>> Start RECORDED DATA

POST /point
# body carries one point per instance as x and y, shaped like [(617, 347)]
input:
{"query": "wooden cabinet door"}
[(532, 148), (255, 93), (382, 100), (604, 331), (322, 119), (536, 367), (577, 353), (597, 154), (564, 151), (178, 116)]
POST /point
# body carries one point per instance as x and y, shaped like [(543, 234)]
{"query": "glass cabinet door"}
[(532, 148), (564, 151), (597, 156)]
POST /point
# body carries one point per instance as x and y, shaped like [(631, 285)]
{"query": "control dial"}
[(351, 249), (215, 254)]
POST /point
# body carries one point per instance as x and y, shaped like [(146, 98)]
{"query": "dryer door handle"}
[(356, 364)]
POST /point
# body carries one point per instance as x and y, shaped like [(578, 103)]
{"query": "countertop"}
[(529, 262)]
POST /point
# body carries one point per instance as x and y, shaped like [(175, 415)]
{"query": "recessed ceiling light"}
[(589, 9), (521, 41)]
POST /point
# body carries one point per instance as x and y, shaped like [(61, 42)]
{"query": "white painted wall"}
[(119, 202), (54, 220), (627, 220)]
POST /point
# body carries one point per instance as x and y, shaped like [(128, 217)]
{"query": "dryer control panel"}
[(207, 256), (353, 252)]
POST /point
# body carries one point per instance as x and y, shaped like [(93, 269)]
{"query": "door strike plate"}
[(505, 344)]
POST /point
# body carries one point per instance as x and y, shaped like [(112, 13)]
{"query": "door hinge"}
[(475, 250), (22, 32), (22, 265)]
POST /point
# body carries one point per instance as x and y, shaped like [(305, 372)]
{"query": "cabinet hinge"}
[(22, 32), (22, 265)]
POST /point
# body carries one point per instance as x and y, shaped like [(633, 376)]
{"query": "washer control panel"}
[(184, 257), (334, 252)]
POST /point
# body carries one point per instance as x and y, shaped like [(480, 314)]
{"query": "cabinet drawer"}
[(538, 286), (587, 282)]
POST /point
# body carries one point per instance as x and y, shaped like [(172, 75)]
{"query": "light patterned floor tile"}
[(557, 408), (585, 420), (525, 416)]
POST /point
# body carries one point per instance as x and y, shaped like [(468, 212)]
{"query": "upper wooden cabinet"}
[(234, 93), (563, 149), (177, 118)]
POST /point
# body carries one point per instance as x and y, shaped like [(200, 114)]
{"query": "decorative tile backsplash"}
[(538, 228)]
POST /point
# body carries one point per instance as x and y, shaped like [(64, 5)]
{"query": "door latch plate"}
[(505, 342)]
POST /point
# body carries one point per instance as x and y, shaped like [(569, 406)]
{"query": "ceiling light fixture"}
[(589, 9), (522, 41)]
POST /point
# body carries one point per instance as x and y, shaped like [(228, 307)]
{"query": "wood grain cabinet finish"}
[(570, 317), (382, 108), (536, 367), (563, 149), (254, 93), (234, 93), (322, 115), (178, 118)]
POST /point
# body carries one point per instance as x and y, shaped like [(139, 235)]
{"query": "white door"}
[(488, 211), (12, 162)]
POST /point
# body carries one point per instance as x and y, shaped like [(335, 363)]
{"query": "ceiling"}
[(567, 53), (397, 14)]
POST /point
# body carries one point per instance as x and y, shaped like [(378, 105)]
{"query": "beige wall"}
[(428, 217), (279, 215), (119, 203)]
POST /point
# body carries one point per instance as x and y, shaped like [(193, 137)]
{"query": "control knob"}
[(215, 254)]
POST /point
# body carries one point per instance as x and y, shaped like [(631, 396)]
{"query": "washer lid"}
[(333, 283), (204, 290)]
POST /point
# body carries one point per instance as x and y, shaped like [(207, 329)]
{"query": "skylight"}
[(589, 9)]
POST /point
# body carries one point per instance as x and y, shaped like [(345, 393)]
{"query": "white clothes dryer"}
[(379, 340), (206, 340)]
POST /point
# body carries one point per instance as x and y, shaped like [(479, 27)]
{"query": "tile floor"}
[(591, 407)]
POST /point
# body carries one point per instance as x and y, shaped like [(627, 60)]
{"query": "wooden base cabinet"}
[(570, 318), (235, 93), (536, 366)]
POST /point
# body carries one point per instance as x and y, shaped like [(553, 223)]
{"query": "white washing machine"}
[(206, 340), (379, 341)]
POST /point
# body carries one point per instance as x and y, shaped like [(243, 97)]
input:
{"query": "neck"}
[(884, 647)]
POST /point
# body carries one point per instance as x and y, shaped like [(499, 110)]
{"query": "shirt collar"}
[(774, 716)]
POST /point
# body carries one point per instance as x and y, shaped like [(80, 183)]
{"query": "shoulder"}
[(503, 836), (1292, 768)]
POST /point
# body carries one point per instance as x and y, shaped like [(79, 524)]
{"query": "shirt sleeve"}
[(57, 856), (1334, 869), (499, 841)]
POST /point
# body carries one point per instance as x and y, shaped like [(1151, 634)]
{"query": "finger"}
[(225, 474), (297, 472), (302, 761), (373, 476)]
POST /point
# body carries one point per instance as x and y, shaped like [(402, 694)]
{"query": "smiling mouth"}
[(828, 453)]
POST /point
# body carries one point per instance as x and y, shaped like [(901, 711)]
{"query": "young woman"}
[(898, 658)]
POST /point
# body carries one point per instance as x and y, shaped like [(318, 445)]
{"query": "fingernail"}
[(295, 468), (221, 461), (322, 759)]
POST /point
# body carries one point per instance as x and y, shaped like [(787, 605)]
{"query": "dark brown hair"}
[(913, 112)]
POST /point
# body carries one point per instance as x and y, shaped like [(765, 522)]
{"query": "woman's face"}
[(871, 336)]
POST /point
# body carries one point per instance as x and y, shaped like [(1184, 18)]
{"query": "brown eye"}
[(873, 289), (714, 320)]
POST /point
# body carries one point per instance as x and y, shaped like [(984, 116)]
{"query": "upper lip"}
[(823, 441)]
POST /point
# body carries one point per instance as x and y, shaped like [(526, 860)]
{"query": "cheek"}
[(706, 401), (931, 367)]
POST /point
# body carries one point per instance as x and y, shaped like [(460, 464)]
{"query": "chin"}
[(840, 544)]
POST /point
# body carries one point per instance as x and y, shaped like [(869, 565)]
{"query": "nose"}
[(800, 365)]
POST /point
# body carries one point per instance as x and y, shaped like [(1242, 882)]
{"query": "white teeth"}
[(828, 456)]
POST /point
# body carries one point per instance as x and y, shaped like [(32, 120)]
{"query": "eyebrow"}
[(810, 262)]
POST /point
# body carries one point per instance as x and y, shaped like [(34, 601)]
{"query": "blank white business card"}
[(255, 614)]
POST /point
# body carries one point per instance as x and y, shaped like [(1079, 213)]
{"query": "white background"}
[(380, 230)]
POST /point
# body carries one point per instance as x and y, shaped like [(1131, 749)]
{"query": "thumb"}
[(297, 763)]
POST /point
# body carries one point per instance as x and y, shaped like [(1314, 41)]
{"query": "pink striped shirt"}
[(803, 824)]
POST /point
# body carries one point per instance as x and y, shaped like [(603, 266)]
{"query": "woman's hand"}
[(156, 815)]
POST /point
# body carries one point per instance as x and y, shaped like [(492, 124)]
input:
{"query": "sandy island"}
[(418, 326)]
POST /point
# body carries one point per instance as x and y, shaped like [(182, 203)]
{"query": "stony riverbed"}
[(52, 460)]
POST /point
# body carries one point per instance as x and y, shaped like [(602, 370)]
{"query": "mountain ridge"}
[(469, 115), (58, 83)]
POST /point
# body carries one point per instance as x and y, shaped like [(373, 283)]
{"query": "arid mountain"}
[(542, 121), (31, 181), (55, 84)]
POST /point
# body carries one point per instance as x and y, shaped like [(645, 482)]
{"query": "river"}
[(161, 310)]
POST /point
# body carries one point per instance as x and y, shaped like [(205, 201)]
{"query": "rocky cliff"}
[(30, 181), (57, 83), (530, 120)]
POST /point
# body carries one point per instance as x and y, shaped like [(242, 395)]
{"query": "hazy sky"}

>> End RECORDED DATA

● **TASK STATEMENT**
Render every line of the entries above as a JSON array of strings, with one string per line and blank lines omitted.

● **EXERCISE ANSWER**
[
  "POST /point",
  "# body carries one point per instance as x and y, shaped like [(617, 347)]",
  "input:",
  "{\"query\": \"wooden cabinet door\"}",
  "[(532, 148), (255, 93), (382, 100), (604, 331), (322, 119), (536, 367), (577, 353), (597, 154), (564, 151), (178, 116)]",
  "POST /point",
  "# body carries one point per instance as x and y, shaped like [(543, 234)]",
  "{\"query\": \"glass cabinet door\"}",
  "[(532, 148), (564, 151), (597, 156)]",
  "POST /point",
  "# body carries one point per instance as x and y, shaped like [(631, 285)]",
  "{\"query\": \"control dial\"}",
  "[(351, 249), (215, 254)]",
  "POST /point",
  "# body carries one point per instance as x and y, shaped like [(146, 98)]",
  "{\"query\": \"dryer door handle\"}",
  "[(356, 364)]",
  "POST /point",
  "# body carries one point per instance as x and y, shaped like [(578, 103)]",
  "{\"query\": \"countertop\"}",
  "[(529, 262)]",
  "POST /point",
  "# body carries one point per instance as x and y, shaped like [(175, 415)]",
  "{\"query\": \"recessed ceiling light\"}",
  "[(589, 9), (521, 41)]",
  "POST /point",
  "# body carries one point per instance as x and y, shaped like [(61, 42)]",
  "{\"query\": \"white painted wall\"}",
  "[(119, 202), (54, 220), (627, 220)]",
  "POST /point",
  "# body carries one point per instance as x and y, shaped like [(128, 217)]",
  "{\"query\": \"dryer control panel\"}",
  "[(207, 256), (353, 252)]",
  "POST /point",
  "# body carries one point per instance as x and y, shaped like [(93, 269)]",
  "{\"query\": \"door strike plate\"}",
  "[(505, 344)]",
  "POST /point",
  "# body carries one point per instance as x and y, shaped like [(112, 13)]",
  "{\"query\": \"door hinge\"}",
  "[(475, 250), (22, 32), (22, 265)]",
  "POST /point",
  "# body carries one point per instance as x and y, shaped like [(305, 372)]",
  "{\"query\": \"cabinet hinge\"}",
  "[(22, 32), (22, 265)]",
  "POST /point",
  "# body carries one point per instance as x and y, shaped like [(633, 376)]",
  "{\"query\": \"washer control panel\"}",
  "[(184, 257), (334, 252)]",
  "POST /point",
  "# body carries one point per instance as x and y, shaped like [(480, 314)]",
  "{\"query\": \"cabinet drawer\"}",
  "[(538, 286), (587, 282)]",
  "POST /point",
  "# body carries one point per instance as x and y, shaped like [(172, 75)]",
  "{\"query\": \"light patterned floor tile\"}",
  "[(557, 408), (585, 420), (525, 416)]",
  "POST /point",
  "# body carries one point per instance as x and y, shaped like [(468, 212)]",
  "{\"query\": \"upper wooden cabinet\"}",
  "[(234, 93), (563, 149), (177, 118)]",
  "POST /point",
  "# body carries one point per instance as x and y, shaped like [(200, 114)]",
  "{\"query\": \"decorative tile backsplash\"}",
  "[(538, 228)]",
  "POST /point",
  "# body carries one point per instance as x and y, shaped like [(64, 5)]",
  "{\"query\": \"door latch plate\"}",
  "[(505, 342)]",
  "POST /point",
  "# body carries one point per instance as x and y, shaped like [(569, 406)]",
  "{\"query\": \"ceiling light fixture\"}",
  "[(589, 9), (522, 41)]",
  "POST /point",
  "# body carries one point per instance as x and y, shaped like [(228, 307)]",
  "{\"query\": \"wood grain cabinet finish\"}",
  "[(570, 317), (382, 108), (536, 367), (563, 149), (254, 93), (234, 93), (322, 115), (178, 118)]",
  "POST /point",
  "# body carries one point per instance as x and y, shaped like [(139, 235)]",
  "{\"query\": \"white door\"}",
  "[(488, 211), (12, 162)]",
  "POST /point",
  "# body carries one point per instance as x and y, shaped like [(335, 363)]",
  "{\"query\": \"ceiling\"}",
  "[(567, 53), (397, 14)]",
  "POST /point",
  "# body carries one point per instance as x and y, shaped like [(378, 105)]",
  "{\"query\": \"beige wall\"}",
  "[(428, 217), (279, 215), (119, 203)]",
  "POST /point",
  "# body carries one point per instance as x and y, shaped like [(193, 137)]",
  "{\"query\": \"control knob\"}",
  "[(215, 254)]",
  "POST /point",
  "# body carries one point per instance as x and y, shaped like [(631, 396)]",
  "{\"query\": \"washer lid\"}",
  "[(333, 283), (204, 290)]",
  "POST /point",
  "# body carries one point per instance as x and y, shaped like [(207, 329)]",
  "{\"query\": \"skylight\"}",
  "[(589, 9)]",
  "POST /point",
  "# body carries one point per instance as x and y, shaped like [(345, 393)]",
  "{\"query\": \"white clothes dryer\"}",
  "[(379, 340), (206, 340)]",
  "POST /point",
  "# body carries one point per instance as x and y, shaped like [(479, 27)]",
  "{\"query\": \"tile floor\"}",
  "[(591, 407)]",
  "POST /point",
  "# body carries one point per instance as x and y, shaped like [(627, 60)]",
  "{\"query\": \"wooden base cabinet\"}",
  "[(570, 318), (235, 93), (536, 366)]",
  "POST /point",
  "# body carries one point per instance as x and y, shaped like [(553, 223)]",
  "{\"query\": \"white washing machine\"}",
  "[(206, 340), (379, 341)]",
  "POST /point",
  "# body carries one point per instance as x and y, shaped like [(243, 97)]",
  "input:",
  "{\"query\": \"neck\"}",
  "[(884, 647)]",
  "POST /point",
  "# body carries one point per instance as x and y, shaped like [(499, 110)]",
  "{\"query\": \"shirt collar\"}",
  "[(774, 716)]",
  "POST /point",
  "# body carries one point per instance as x and y, shaped like [(80, 183)]",
  "{\"query\": \"shoulder\"}",
  "[(503, 836), (1292, 768)]",
  "POST /point",
  "# body carries one point per instance as x and y, shaped like [(79, 524)]",
  "{\"query\": \"shirt sleeve\"}",
  "[(57, 856), (1334, 869), (499, 841)]",
  "POST /point",
  "# body carries one point per instance as x and y, shaped like [(1151, 634)]",
  "{\"query\": \"finger\"}",
  "[(225, 474), (297, 472), (302, 761), (373, 476)]",
  "POST /point",
  "# body carries one point per instance as x and y, shaped like [(402, 694)]",
  "{\"query\": \"smiling mouth\"}",
  "[(828, 453)]",
  "POST /point",
  "# body carries one point per instance as x and y, shaped like [(901, 711)]",
  "{\"query\": \"young woman\"}",
  "[(898, 658)]",
  "POST /point",
  "# body carries one point per instance as x and y, shaped like [(318, 445)]",
  "{\"query\": \"fingernail\"}",
  "[(295, 468), (221, 461), (322, 759)]",
  "POST /point",
  "# body carries one point per instance as x and y, shaped like [(787, 605)]",
  "{\"query\": \"dark brown hair\"}",
  "[(913, 112)]",
  "POST /point",
  "# body carries one point per instance as x and y, shaped like [(765, 522)]",
  "{\"query\": \"woman's face\"}",
  "[(871, 336)]",
  "POST /point",
  "# body carries one point per instance as x and y, shaped like [(1184, 18)]",
  "{\"query\": \"brown eye\"}",
  "[(873, 289), (714, 320)]",
  "POST /point",
  "# body carries one point per instance as x and y, shaped like [(984, 116)]",
  "{\"query\": \"upper lip\"}",
  "[(823, 441)]",
  "POST /point",
  "# body carries one point per instance as x and y, shaped like [(526, 860)]",
  "{\"query\": \"cheek\"}",
  "[(706, 401), (931, 367)]",
  "POST /point",
  "# body carries one point per instance as x and y, shaped like [(460, 464)]",
  "{\"query\": \"chin\"}",
  "[(840, 544)]",
  "POST /point",
  "# body carries one point per instance as x and y, shaped like [(869, 565)]",
  "{\"query\": \"nose\"}",
  "[(800, 365)]",
  "POST /point",
  "# body carries one point per instance as x and y, shaped like [(1242, 882)]",
  "{\"query\": \"white teeth\"}",
  "[(828, 456)]",
  "POST /point",
  "# body carries one point per instance as x and y, shaped like [(32, 120)]",
  "{\"query\": \"eyebrow\"}",
  "[(810, 262)]",
  "POST /point",
  "# body carries one point per instance as x and y, shaped like [(34, 601)]",
  "{\"query\": \"blank white business card\"}",
  "[(255, 614)]",
  "POST /point",
  "# body carries one point per instance as x and y, shaped like [(1079, 213)]",
  "{\"query\": \"white background\"}",
  "[(380, 230)]",
  "POST /point",
  "# body carries one point per instance as x and y, shaped like [(1131, 749)]",
  "{\"query\": \"thumb\"}",
  "[(297, 763)]",
  "POST /point",
  "# body carries one point per instance as x and y, shaped like [(1314, 41)]",
  "{\"query\": \"pink striped shirt\"}",
  "[(803, 824)]",
  "POST /point",
  "# body carries one point per instance as x and y, shaped like [(603, 266)]",
  "{\"query\": \"woman's hand\"}",
  "[(156, 815)]",
  "POST /point",
  "# body carries one point per instance as x and y, shaped like [(492, 124)]",
  "input:",
  "{\"query\": \"sandy island\"}",
  "[(418, 326)]",
  "POST /point",
  "# body carries one point per instance as x and y, shaped like [(182, 203)]",
  "{\"query\": \"stony riverbed\"}",
  "[(52, 460)]",
  "POST /point",
  "# body carries one point per instance as x and y, shaped like [(602, 370)]",
  "{\"query\": \"mountain ridge\"}",
  "[(469, 115), (58, 83)]",
  "POST /point",
  "# body carries one point per instance as x and y, shaped like [(373, 283)]",
  "{\"query\": \"arid mountain\"}",
  "[(542, 121), (31, 181), (55, 84)]",
  "POST /point",
  "# body carries one point per instance as x and y, shaped like [(645, 482)]",
  "{\"query\": \"river\"}",
  "[(161, 310)]",
  "POST /point",
  "# body carries one point per instance as x and y, shaped like [(205, 201)]",
  "{\"query\": \"rocky cliff\"}",
  "[(30, 181), (57, 83), (530, 120)]",
  "POST /point",
  "# body carries one point per instance as x and y, shaped like [(242, 395)]",
  "{\"query\": \"hazy sky\"}"
]